Data in this exercise –
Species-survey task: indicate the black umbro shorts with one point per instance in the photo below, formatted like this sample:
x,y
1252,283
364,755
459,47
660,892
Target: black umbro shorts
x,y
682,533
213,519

Problem to work on – Convert the material above into a Markdown table with the columns No. and Text, numbering each line in order and leaving out blank lines.

Output of the exercise –
| No. | Text |
|---|---|
| 1 | Species-survey task: indicate the black umbro shorts with one point per instance in the photo below, formatted like this sample: |
| 2 | x,y |
| 3 | 1252,283 |
| 4 | 364,755 |
| 5 | 459,47 |
| 6 | 660,892 |
| 7 | Target: black umbro shorts |
| 8 | x,y |
| 9 | 682,533 |
| 10 | 213,519 |